Source text:
○ ○ ○ ○ ○
Each week, I wrote the plans for the coming week. When Christmas break came and we weren't on track with social studies and science, we only worked on those subjects for the first 3 days (no Math or Language Arts) until we were back on track. By the end of the year, we'd completed all of our subjects except for Art. I have realized that Art is often a hard one for homeschoolers to get done. We made it through about half of our book. That was enough for me. Art isn't a core subject. I was encouraged through conversations with friends that I could show myself and my kids grace in this area.
I felt good about my planning last year. The improvements I made worked well. We finished the year without being burned out. There wasn't as much tension or stress in our classroom. Of course there was some when my daughters struggled to focus and procrastinated, but that's just part of homeschooling. My weakness was art (a required subject in this state)--so I signed my kids up for an art class this year. I have also started looking into other art curriculums in case I'm not always able to sign them up for a class. I'm going to be posting reviews in the coming weeks of the curriculums and resources I've found.
I have looked at a lot of planners over the past few years. Last year, I used this one by Carson-Dellosa. It had lined blocks for all of the subjects. I used one side for Autumn and one side for Sami. I had ordered the Well-Planned Day the year before, but it only had room for 4 subjects. I loved all of the extras in the planner, but there wasn't enough planning space for me. I found this planner at a garage sale for $2--it's normally $10-15.
Since I am not a unit study person and teach subject by subject, I need a lot of space to write. There were 8 skinny blocks on each page of the Big Plan Book. That was my one complaint. I wanted wider blocks. The neat freak in me had a hard time going over the lines.
This year, I used pages from my Mom's Journal for the monthly pages when I planned back in July, but I wasn't entirely happy with it. I knew last week that I needed either to make a planner that worked for me or go get one! Lakeshore had a coupon for a free planner if you spent $20. I thought it was worth a look. So, we stopped by there on the way to Trader Joe's. Lakeshore had lots of planners to look at so I could compare. Surprisingly, I liked the Lakeshore Planner best! It's only $7 and has lots of pages. It has a monthly section as well as a daily section which is perfect for how I plan. So, I had my planner--now I just needed to get my planning done before the school year began!
Tuesday night after our friends left I copied my monthly plans into the monthly section so everything would be in the same book. You can see my abbreviations. I made one column for Sami's books and one column for Autumn. The subjects I've included in these monthly plans are Social Studies, Health, Science, Literature, and Math. If my children need to stay on a math chapter longer, I do slow down for that. It is very important that they master math concepts before they move on.
○ ○ ○ ○ ○
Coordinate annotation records

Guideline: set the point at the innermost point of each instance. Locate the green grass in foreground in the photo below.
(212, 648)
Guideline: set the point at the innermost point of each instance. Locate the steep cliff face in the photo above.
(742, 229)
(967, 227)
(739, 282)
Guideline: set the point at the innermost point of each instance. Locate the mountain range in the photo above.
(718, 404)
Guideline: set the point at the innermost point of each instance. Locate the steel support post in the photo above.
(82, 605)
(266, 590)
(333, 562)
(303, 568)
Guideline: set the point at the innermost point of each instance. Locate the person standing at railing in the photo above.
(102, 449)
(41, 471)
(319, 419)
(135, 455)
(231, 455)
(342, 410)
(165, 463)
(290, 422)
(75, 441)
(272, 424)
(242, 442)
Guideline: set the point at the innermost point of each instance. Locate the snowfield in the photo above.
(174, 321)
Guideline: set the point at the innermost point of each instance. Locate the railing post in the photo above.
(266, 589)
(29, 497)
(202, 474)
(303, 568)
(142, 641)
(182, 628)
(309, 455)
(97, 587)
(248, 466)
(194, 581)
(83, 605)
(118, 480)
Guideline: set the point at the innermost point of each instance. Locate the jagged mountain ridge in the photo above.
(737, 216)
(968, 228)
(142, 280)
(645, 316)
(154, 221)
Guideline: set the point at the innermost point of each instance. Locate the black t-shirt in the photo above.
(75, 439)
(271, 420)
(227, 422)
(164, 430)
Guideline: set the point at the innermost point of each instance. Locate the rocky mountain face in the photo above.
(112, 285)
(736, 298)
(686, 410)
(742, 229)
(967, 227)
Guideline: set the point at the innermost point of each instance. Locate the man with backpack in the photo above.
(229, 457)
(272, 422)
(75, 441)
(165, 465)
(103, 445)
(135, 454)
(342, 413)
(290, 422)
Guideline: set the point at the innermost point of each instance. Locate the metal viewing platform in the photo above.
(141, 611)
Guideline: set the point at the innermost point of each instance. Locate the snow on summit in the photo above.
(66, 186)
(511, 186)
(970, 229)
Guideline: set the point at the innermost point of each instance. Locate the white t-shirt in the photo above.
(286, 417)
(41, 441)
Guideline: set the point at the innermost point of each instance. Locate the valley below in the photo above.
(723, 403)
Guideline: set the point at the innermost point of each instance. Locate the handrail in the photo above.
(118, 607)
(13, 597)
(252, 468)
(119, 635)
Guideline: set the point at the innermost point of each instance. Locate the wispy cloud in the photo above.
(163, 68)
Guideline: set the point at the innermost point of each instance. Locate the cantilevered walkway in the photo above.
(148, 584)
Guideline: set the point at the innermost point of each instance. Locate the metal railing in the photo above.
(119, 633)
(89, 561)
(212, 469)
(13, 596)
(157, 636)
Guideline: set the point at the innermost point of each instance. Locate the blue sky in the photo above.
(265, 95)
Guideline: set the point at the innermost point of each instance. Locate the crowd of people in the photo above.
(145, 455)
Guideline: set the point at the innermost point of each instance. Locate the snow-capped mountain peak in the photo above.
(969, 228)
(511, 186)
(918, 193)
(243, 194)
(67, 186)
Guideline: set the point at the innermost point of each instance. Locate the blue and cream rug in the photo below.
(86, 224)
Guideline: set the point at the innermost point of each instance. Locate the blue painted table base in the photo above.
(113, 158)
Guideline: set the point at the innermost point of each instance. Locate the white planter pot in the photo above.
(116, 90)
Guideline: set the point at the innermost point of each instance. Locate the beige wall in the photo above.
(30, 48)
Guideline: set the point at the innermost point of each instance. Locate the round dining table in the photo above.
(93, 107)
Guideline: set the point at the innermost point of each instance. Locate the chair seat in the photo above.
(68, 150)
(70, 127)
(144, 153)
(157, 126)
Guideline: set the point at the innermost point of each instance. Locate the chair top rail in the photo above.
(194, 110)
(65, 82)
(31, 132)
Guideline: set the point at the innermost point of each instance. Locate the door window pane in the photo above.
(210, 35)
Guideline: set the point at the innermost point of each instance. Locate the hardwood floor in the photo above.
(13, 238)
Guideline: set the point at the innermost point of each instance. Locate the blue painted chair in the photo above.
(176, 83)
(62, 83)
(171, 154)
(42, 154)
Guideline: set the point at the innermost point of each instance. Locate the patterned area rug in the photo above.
○ ○ ○ ○ ○
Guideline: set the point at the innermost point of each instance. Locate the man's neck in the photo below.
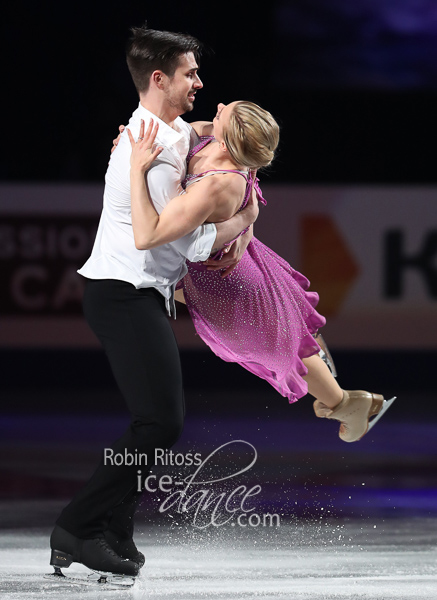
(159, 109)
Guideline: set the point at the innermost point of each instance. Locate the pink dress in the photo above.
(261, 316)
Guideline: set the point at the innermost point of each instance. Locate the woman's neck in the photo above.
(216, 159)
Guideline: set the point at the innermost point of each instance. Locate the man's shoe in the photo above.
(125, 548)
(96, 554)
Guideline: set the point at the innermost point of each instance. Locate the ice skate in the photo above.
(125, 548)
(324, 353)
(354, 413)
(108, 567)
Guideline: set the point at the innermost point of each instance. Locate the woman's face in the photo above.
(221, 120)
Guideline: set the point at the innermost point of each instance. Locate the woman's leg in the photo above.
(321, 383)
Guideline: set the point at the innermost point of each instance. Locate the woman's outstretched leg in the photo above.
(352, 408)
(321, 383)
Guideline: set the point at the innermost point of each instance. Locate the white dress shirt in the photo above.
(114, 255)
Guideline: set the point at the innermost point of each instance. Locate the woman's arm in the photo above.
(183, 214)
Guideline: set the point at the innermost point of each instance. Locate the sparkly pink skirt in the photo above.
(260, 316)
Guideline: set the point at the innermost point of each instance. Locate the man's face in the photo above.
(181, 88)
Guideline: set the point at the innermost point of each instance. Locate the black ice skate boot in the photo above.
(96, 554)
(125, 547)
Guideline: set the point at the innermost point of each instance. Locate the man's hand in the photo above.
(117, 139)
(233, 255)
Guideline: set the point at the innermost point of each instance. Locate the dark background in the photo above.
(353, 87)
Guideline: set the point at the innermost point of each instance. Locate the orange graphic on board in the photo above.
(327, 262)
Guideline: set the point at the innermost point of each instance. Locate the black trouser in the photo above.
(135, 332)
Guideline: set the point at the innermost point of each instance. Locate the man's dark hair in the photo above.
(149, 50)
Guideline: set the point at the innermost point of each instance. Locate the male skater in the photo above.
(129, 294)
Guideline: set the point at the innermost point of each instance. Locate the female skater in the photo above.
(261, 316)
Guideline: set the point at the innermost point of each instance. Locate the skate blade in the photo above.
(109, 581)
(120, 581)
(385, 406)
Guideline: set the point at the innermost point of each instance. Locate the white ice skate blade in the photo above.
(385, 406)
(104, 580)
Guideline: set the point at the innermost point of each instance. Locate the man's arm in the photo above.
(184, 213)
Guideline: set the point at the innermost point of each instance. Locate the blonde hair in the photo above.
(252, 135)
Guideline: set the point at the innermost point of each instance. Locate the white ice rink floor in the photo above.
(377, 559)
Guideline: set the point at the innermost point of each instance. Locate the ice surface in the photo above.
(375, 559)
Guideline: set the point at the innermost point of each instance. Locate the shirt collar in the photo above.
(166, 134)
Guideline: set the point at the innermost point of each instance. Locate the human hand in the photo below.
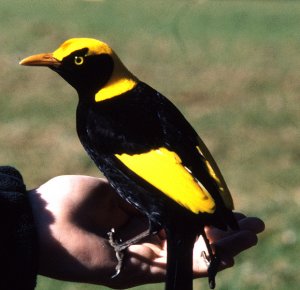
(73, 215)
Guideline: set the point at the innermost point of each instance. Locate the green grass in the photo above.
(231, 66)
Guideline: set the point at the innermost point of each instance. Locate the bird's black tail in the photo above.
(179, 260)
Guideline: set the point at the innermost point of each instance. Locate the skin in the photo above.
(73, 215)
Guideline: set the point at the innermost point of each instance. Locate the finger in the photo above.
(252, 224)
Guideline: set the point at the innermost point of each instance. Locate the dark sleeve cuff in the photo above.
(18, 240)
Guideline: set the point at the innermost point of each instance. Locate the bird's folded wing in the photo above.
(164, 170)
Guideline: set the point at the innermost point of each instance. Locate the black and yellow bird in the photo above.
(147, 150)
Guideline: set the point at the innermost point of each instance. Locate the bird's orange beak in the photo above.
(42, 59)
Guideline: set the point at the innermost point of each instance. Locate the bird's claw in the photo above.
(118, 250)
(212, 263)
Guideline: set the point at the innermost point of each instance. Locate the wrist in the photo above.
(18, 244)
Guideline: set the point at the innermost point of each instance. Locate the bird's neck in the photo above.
○ ○ ○ ○ ○
The task:
Write a continuation of the homeschool planning text, starting right after its final sentence. These records were taken from a separate source.

Result of the exercise:
Back to my planning story... Wednesday morning, I printed out a copy of my curriculum plan for each girl and went subject by subject to write the first three days of lessons in. I clipped this copy with paper clips to the inside of the front cover of my planner. By 9:30 a.m. I had those plans written. It meant a later start to our day, but so be it. We're homeschoolers after all. I needed to show myself grace. My husband had actually encouraged me to wait another day, but I wanted to get started! I wanted the routine back and so did the girls.
This picture shows my daily plans for the first three days. There are 8 blocks across the two pages. I like it. I drew a line in the middle of the daily blocks for the kids. I use abbreviations for each book and check off as we go. I put the corners in each section to show when we've completed this subject.
For the first time this year, I bought student planners at Lakeshore for the girls. I have written the assignments they can work through mostly on their own in this book. Both Autumn and Sami liked being able to check off what they completed. There are lines for each subject (which I'll probably use in years to come if I use the same student planner), but I just wrote each book on a separate line for now. I suspect these planners are going to be a work in progress for this year to figure out how to use them best.
So, that's my planning story. Probably a far longer one than you'd expect. But, I think that's how homeschooling is. Try something. Figure out what works for you and what doesn't. Keep what's good. Make improvements. My planning this year was so much easier than last year, because I found what worked for me. Now I get to work on helping my kids keep track of their assignments too!
If you were wondering how my first day went, well, it was a mixed bag. I had organized my room at the beginning of the summer. Not only was my planner not ready yesterday, neither was my room. Desks needed to be cleaned out at the beginning of the day and so did my homeschool room! Over the course of the summer my room got cluttered. As I began teaching, I started feeling claustrophobic and cluttered. I couldn't lay out my planner. So, as soon as we'd gotten our work done for the day, I started cleaning out. A pile for storage, two bags to donate to a new teacher, a big pile for the garage...
Today is day two. I have a less cluttered room and plans done for the day. The glitch today is that a thunderstorm is forecasted for this afternoon. So... we're heading out to grocery shop this morning and come home to homeschool afterwards. Life's just that way--flexibility is required! ;)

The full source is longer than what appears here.